■ Extract provided:

# Driving Home from Work & Found this.



## hemihampton (Oct 17, 2016)

Always nice to drive by a construction dirt pile & find a Beauty like this. Do you see what I see? LEON.


----------



## Bass Assassin (Oct 17, 2016)

All kinds of promising signs in that pile. Good eye, keep us posted


----------



## hemihampton (Oct 17, 2016)

Here's a Close up.


----------



## hemihampton (Oct 17, 2016)

Fresh out of dirt.


----------



## Robby Raccoon (Oct 17, 2016)

I wish that I had such luck. I've found almost nothing this year.


----------



## hemihampton (Oct 18, 2016)

Probably like the 5th or 6th Hutch I've found just laying on surface after construction has started or ended. LEON.


----------



## Nevadabottles (Oct 18, 2016)

That is awesome Leon! Doesn't look like a bad one either.


----------



## nhpharm (Oct 18, 2016)

very cool Leon!


----------



## hemihampton (Oct 18, 2016)

Here it is with it's brothers & sisters. I have 8 of these McBride Earl & Pollard Detroit Hutch's. It's the 7 th one on far right side. #8 is totally different & rare variation. LEON.

■ Data section:

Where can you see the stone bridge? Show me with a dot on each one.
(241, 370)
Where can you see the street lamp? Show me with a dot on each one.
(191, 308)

■ Tasks to carry out:
A) According to the forum thread about the bottle found in a construction dirt pile, how many McBride Earl & Pollard Detroit Hutch bottles does hemihampton own?
B) Write what comes next in the forum thread about the bottle found in a construction dirt pile, picking up after its final post.

■ Set of answers:
A) Eight.

B)
P.S. Double click on pic to super size.


----------



## hemihampton (Oct 18, 2016)

I counted 7 different times I found hutch's laying on the surface after construction. 6 if you don't count the gopher hole find.  Even a cobalt one with another McBride before. LEON.


----------



## sunrunner (Oct 18, 2016)

good save.


----------



## hemihampton (Oct 19, 2016)

Drove by again today after work. Looks like the Bulldozer's were kind enough to kick up 2 more bottles for me. One of my Favorites, DC FUNKE Quart size. LEON.


----------



## hemihampton (Oct 19, 2016)

Close up.


----------



## hemihampton (Oct 19, 2016)

Also this common Detroit Brewing co. bottle revealed it self. LEON.


----------



## TREASUREHUNT (Oct 20, 2016)

That is sweet Leon. I thought you would find some good construction spots with your new job being in the Detroit Ghetto. !!!

Tom


----------



## Bass Assassin (Oct 20, 2016)

Hey Leon, you gonna let Tom talk to you like that? Lol.


----------



## hemihampton (Oct 20, 2016)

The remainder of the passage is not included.